-- Start Text provided --
In fact, as is well known in the literature [29,30,31,32,33,34,35,36], high-quality GNSS station vertical and horizontal position time series together with sites aselines time series in addition to multiple SAR images must be used to detect very small (few mm) horizontal and elevation changes even in very large areas as wide as 100 × 100 km² or more. The extreme sensitivity of these techniques to minimal height and horizontal variation, especially when applied in parallel, means that they can be used to monitor the evolution in time of many geophysical and environmental phenomena.

In this work, to account for the stability of the investigated area, in particular the ground vertical and horizontal component of displacement and deformation, a geodetic study was carried out integrating GNSS and A-DinSAR technologies [31,37,38,39]. Although the broad kinematics of Sardinia and South-Sardinia is mainly known (see, for example, Devoti et al., 2017 [40]), the present work has provided available data for a better understanding of the details of how tectonic motions are accommodated on more regional and local spatial scales and on monthly and daily temporal scales.

In particular, we used the data available and distributed free of charge by some permanent GNSS stations maintained by a number of institutions (Leica Geosystems Italy^®, TOPCON POSITIONING ITALY S.r.l.; European Permanent Network, EPN; Agenzia Spaziale Italiana, ASI; and University of Cagliari-Italy), all located around and inside the study area, together with many SAR interferometers computed using imagery from the Sentinel-1 A and B of the European Space Agency (ESA-Copernicus^®) C-band satellites. The data of these satellites are made available on the Internet for download free of charge and are useful for measuring and monitoring the temporal evolution of the horizontal and vertical components of local ground surface deformation. The GNSS and DinSAR data analysis indicates that the study area is stable, since the surface crustal horizontal and vertical velocities are smaller than 1 mm/year and a few mm/year, respectively.

All the experimental data acquired during the study represent a useful dataset to aid the geological characterization of the experimental site and to improve the geological and numerical modelling of the area. The research unit will follow to expand on the work presented here and focus on further detailed analyses of some facies of the potential sealing lithologies and reservoir in order to integrate the petrographic and petrophysical studies with the geochemical and geomechanical ones for a complete geological characterization of the study area. The latter will be functional to the installation of a field laboratory and a test site for pilot-scale CO₂ injection.
-- End Text provided --
-- Start Stored rows --
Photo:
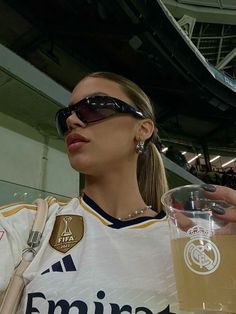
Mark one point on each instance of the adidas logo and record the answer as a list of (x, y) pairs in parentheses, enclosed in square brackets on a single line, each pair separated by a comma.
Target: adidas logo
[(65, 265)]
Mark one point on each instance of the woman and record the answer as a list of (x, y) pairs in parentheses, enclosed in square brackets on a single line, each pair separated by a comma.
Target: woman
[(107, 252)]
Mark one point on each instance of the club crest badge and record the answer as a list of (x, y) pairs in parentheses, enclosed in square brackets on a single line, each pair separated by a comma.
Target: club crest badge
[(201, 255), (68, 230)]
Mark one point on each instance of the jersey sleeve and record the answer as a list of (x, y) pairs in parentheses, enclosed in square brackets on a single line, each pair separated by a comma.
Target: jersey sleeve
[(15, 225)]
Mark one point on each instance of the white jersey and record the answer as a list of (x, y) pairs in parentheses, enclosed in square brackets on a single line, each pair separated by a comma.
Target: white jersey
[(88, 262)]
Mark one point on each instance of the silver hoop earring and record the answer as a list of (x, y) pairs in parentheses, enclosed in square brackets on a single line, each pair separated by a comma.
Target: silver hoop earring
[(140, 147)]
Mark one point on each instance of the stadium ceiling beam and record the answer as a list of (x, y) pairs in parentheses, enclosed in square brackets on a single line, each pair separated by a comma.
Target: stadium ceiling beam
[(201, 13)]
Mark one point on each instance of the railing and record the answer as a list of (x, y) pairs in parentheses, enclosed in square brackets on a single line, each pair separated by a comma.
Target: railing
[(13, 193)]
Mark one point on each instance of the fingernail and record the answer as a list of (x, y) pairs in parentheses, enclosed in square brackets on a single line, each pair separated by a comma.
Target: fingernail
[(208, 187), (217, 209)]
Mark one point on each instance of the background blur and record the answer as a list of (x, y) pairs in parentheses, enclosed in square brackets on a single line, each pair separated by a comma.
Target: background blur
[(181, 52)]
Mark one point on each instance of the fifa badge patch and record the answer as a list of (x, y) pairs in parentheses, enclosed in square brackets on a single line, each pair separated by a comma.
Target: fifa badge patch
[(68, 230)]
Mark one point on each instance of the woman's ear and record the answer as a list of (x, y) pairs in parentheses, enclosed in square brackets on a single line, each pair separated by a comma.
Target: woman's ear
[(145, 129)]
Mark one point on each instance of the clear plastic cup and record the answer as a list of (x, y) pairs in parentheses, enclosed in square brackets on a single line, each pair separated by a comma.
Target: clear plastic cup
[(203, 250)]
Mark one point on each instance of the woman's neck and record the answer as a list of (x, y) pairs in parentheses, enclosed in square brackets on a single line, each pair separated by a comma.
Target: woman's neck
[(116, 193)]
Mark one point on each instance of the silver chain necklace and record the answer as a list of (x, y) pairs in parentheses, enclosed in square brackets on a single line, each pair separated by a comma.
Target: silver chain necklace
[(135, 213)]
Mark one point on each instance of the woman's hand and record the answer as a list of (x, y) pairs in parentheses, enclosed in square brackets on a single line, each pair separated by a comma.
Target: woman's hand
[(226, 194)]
-- End Stored rows --
-- Start Stored rows --
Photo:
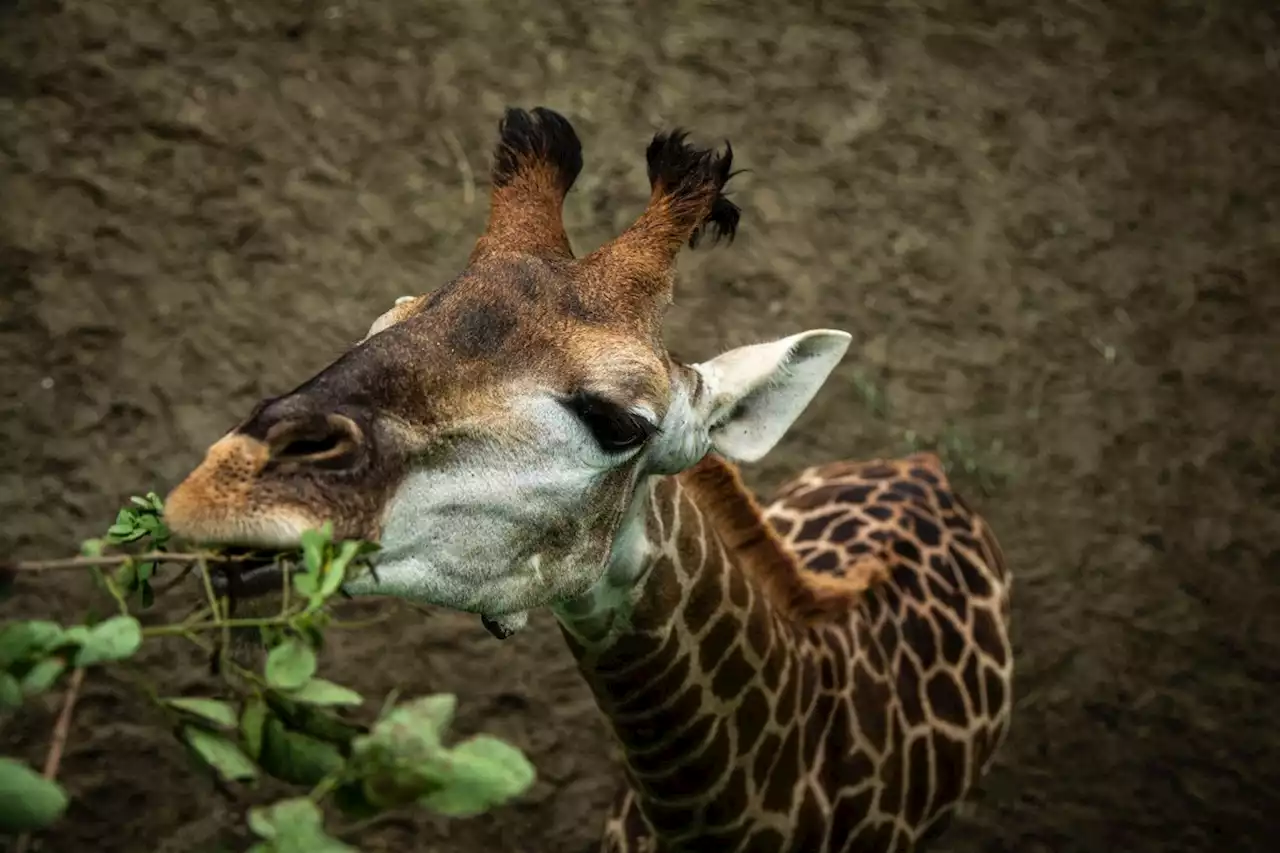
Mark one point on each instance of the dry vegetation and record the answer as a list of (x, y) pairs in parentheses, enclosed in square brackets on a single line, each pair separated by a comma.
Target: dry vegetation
-- End Stored rows --
### Your objective:
Rewrite the passage on the geodetic study from "In fact, as" up to and including "and environmental phenomena.", replacing "monitor" with "track".

### Exercise result:
In fact, as is well known in the literature [29,30,31,32,33,34,35,36], high-quality GNSS station vertical and horizontal position time series together with sites aselines time series in addition to multiple SAR images must be used to detect very small (few mm) horizontal and elevation changes even in very large areas as wide as 100 × 100 km² or more. The extreme sensitivity of these techniques to minimal height and horizontal variation, especially when applied in parallel, means that they can be used to track the evolution in time of many geophysical and environmental phenomena.